Testo da analizzare =>
Una agghiacciante, orripilante fatwa -che nel mondo islamico ha forza di legge- su come gli uomini dell'Isis stiano cercando di reinterpretare gli insegnamenti del Corano per giustificare una terribile schiavitù sessuale delle donne facenti parte delle zone cadute sotto il controllo del movimento estremista sunnita, in Iraq e Siria. Una fatwa dei teologi dell'Isis regola i rapporti degli uomini con le proprie schiave. La sentenza (per leggere la quale si può andare al link leggi qui) è stata ritrovata tra serie di documenti catturati dalle Forze speciali americane nel corso di un raid nella casa di un miliziano in Siria, nel maggio scorso.

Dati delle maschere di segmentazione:
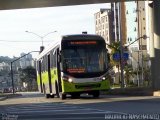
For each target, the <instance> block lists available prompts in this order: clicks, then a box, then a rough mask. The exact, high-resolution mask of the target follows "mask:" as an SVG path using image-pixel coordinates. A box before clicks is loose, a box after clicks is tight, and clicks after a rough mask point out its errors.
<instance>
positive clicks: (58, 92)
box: [55, 82, 60, 98]
mask: <svg viewBox="0 0 160 120" xmlns="http://www.w3.org/2000/svg"><path fill="white" fill-rule="evenodd" d="M55 89H56V96H57V98H60V95H59V90H58V83H57V82H56V83H55Z"/></svg>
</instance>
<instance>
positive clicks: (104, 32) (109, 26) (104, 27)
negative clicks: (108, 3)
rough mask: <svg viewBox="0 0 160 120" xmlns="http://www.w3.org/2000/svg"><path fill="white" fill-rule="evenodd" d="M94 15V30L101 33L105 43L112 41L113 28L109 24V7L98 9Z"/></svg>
mask: <svg viewBox="0 0 160 120" xmlns="http://www.w3.org/2000/svg"><path fill="white" fill-rule="evenodd" d="M94 17H95V32H96V34H97V35H101V36H102V37H103V38H104V39H105V41H106V43H107V44H111V42H112V41H113V39H114V37H113V28H112V26H111V9H100V11H99V12H97V13H95V14H94Z"/></svg>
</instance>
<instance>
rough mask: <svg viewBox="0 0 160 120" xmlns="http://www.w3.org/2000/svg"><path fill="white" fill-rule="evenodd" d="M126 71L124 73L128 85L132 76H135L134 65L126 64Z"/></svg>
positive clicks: (124, 68)
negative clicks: (133, 67) (128, 64)
mask: <svg viewBox="0 0 160 120" xmlns="http://www.w3.org/2000/svg"><path fill="white" fill-rule="evenodd" d="M124 72H125V75H124V78H125V82H126V85H127V86H128V85H129V84H130V78H131V76H134V71H133V68H132V66H131V65H125V66H124Z"/></svg>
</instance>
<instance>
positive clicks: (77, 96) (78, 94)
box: [71, 93, 80, 99]
mask: <svg viewBox="0 0 160 120" xmlns="http://www.w3.org/2000/svg"><path fill="white" fill-rule="evenodd" d="M71 98H73V99H76V98H80V94H79V93H72V94H71Z"/></svg>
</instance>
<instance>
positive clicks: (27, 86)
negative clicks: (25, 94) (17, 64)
mask: <svg viewBox="0 0 160 120" xmlns="http://www.w3.org/2000/svg"><path fill="white" fill-rule="evenodd" d="M19 71H20V80H21V83H23V82H25V83H27V89H28V90H29V91H33V90H37V84H36V70H35V68H33V67H32V66H29V67H26V68H25V69H19Z"/></svg>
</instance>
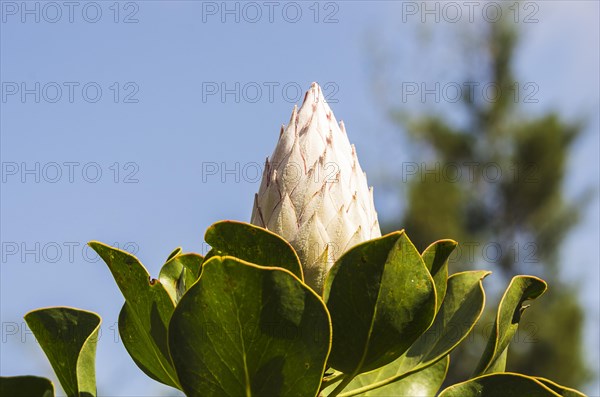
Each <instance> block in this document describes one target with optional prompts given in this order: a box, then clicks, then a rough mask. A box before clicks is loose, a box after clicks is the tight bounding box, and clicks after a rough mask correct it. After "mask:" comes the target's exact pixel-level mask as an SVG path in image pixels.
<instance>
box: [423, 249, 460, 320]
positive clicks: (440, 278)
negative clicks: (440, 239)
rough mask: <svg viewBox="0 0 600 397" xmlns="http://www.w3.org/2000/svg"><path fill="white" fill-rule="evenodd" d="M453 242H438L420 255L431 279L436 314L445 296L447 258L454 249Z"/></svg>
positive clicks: (450, 253) (445, 294)
mask: <svg viewBox="0 0 600 397" xmlns="http://www.w3.org/2000/svg"><path fill="white" fill-rule="evenodd" d="M456 245H457V242H456V241H454V240H439V241H436V242H435V243H433V244H431V245H430V246H429V247H427V248H426V249H425V251H423V253H422V254H421V256H422V258H423V262H425V266H427V269H428V270H429V273H431V277H433V282H434V284H435V292H436V295H437V307H436V313H437V311H438V310H440V307H441V306H442V302H443V301H444V296H446V283H447V281H448V258H449V257H450V255H451V254H452V252H453V251H454V249H455V248H456Z"/></svg>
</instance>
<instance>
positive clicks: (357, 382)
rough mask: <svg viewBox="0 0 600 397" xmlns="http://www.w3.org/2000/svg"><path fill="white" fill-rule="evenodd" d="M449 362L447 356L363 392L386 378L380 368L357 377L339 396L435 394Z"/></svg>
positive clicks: (420, 395)
mask: <svg viewBox="0 0 600 397" xmlns="http://www.w3.org/2000/svg"><path fill="white" fill-rule="evenodd" d="M449 363H450V357H449V356H446V357H444V358H443V359H441V360H439V361H438V362H437V363H435V364H434V365H430V366H429V367H427V368H424V369H422V370H420V371H417V372H414V373H412V374H410V375H407V376H406V377H404V378H402V379H400V380H398V381H396V382H394V383H391V384H388V385H386V386H382V387H379V388H377V389H371V390H368V391H365V392H361V391H360V390H362V389H367V388H368V387H369V385H371V384H373V383H377V382H381V381H382V380H384V378H383V377H382V374H381V373H380V371H379V370H375V371H372V372H367V373H365V374H362V375H359V376H358V377H356V378H355V379H354V380H353V381H352V382H351V383H350V384H349V385H348V390H350V391H349V392H344V393H341V394H340V395H339V397H349V396H365V397H366V396H378V397H389V396H435V395H436V393H437V392H438V390H439V389H440V387H441V386H442V383H443V382H444V378H445V377H446V372H447V371H448V365H449ZM334 387H335V385H333V386H330V387H328V388H327V389H325V390H324V395H325V396H326V395H327V394H328V391H329V392H330V391H331V390H333V388H334ZM354 389H356V390H354Z"/></svg>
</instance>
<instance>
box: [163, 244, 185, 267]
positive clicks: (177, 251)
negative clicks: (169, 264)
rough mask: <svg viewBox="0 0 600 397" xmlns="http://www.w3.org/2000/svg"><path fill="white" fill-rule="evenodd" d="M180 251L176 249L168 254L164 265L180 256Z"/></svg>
mask: <svg viewBox="0 0 600 397" xmlns="http://www.w3.org/2000/svg"><path fill="white" fill-rule="evenodd" d="M181 251H182V249H181V247H177V248H175V249H174V250H173V251H172V252H171V253H170V254H169V256H168V257H167V260H166V261H165V263H166V262H168V261H170V260H171V259H173V258H174V257H176V256H177V255H179V254H181Z"/></svg>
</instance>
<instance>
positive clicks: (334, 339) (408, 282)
mask: <svg viewBox="0 0 600 397" xmlns="http://www.w3.org/2000/svg"><path fill="white" fill-rule="evenodd" d="M324 297H325V301H326V302H327V307H328V309H329V312H330V313H331V319H332V324H333V344H332V350H331V355H330V358H329V365H330V366H331V367H333V368H335V369H337V370H339V371H342V372H344V373H346V374H352V376H355V375H357V374H359V373H361V372H367V371H370V370H373V369H376V368H379V367H381V366H383V365H385V364H388V363H390V362H391V361H393V360H395V359H396V358H398V357H399V356H400V355H401V354H402V353H404V352H405V351H406V350H407V349H408V348H409V347H410V345H412V343H413V342H414V341H415V340H416V339H417V338H418V337H419V336H420V335H421V334H422V333H423V332H424V331H425V330H426V329H427V328H428V327H429V326H430V325H431V323H432V321H433V317H434V314H435V308H436V296H435V287H434V283H433V279H432V277H431V275H430V274H429V271H428V270H427V267H426V266H425V264H424V262H423V260H422V258H421V255H420V254H419V252H418V251H417V250H416V249H415V247H414V245H413V244H412V243H411V242H410V240H409V239H408V237H407V236H406V234H404V233H403V232H395V233H391V234H388V235H386V236H383V237H381V238H378V239H374V240H371V241H367V242H365V243H362V244H359V245H357V246H355V247H353V248H352V249H350V250H349V251H347V252H346V253H345V254H344V255H343V256H342V257H341V258H340V259H339V260H338V261H337V262H336V263H335V264H334V266H333V267H332V269H331V271H330V273H329V276H328V278H327V280H326V281H325V289H324Z"/></svg>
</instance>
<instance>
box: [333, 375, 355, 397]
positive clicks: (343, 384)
mask: <svg viewBox="0 0 600 397" xmlns="http://www.w3.org/2000/svg"><path fill="white" fill-rule="evenodd" d="M355 376H356V375H354V374H352V375H349V374H343V375H342V376H341V378H342V381H341V382H340V384H339V385H337V387H336V388H335V389H333V391H332V392H331V393H329V395H328V396H327V397H336V396H337V395H338V394H340V393H341V392H342V390H344V388H345V387H346V386H348V384H349V383H350V382H352V379H354V377H355Z"/></svg>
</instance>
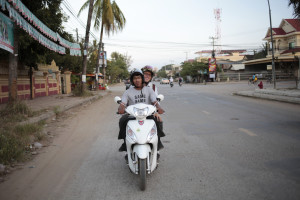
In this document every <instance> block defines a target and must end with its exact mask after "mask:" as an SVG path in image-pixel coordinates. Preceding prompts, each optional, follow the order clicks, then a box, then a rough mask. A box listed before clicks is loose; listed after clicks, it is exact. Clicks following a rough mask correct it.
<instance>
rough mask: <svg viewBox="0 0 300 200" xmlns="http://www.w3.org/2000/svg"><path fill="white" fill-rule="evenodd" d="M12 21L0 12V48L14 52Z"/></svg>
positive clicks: (3, 14)
mask: <svg viewBox="0 0 300 200" xmlns="http://www.w3.org/2000/svg"><path fill="white" fill-rule="evenodd" d="M13 27H14V26H13V22H12V21H11V20H10V19H9V18H8V17H6V16H5V15H4V14H3V13H1V12H0V48H1V49H4V50H6V51H8V52H10V53H14V30H13Z"/></svg>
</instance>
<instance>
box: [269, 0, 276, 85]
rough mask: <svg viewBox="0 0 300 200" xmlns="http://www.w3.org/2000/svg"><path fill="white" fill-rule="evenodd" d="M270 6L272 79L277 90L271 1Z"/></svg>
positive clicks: (269, 8) (270, 26)
mask: <svg viewBox="0 0 300 200" xmlns="http://www.w3.org/2000/svg"><path fill="white" fill-rule="evenodd" d="M268 5H269V18H270V31H271V43H272V77H273V82H274V89H276V76H275V63H274V43H273V31H272V19H271V9H270V2H269V0H268Z"/></svg>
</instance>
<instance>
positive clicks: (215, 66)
mask: <svg viewBox="0 0 300 200" xmlns="http://www.w3.org/2000/svg"><path fill="white" fill-rule="evenodd" d="M208 70H209V72H215V71H216V70H217V61H216V59H215V58H209V59H208Z"/></svg>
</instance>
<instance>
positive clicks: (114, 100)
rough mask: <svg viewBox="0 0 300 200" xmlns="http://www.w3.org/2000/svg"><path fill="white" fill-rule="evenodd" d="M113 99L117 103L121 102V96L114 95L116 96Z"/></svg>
mask: <svg viewBox="0 0 300 200" xmlns="http://www.w3.org/2000/svg"><path fill="white" fill-rule="evenodd" d="M114 101H115V102H116V103H117V104H120V103H121V98H120V97H118V96H116V97H115V98H114Z"/></svg>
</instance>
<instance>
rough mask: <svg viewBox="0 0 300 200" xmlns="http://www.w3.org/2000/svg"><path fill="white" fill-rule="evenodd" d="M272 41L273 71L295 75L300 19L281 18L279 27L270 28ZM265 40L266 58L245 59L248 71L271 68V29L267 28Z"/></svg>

Obiettivo del compito =>
Trascrivi fedelmente il passo del testo sulla fatwa dell'Isis che comincia con le parole "Una agghiacciante, orripilante" e termina dopo le parole "nel maggio scorso.". Questi record provengono da un'altra fonte.

Soluzione dell'esercizio =>
Una agghiacciante, orripilante fatwa -che nel mondo islamico ha forza di legge- su come gli uomini dell'Isis stiano cercando di reinterpretare gli insegnamenti del Corano per giustificare una terribile schiavitù sessuale delle donne facenti parte delle zone cadute sotto il controllo del movimento estremista sunnita, in Iraq e Siria. Una fatwa dei teologi dell'Isis regola i rapporti degli uomini con le proprie schiave. La sentenza (per leggere la quale si può andare al link leggi qui) è stata ritrovata tra serie di documenti catturati dalle Forze speciali americane nel corso di un raid nella casa di un miliziano in Siria, nel maggio scorso.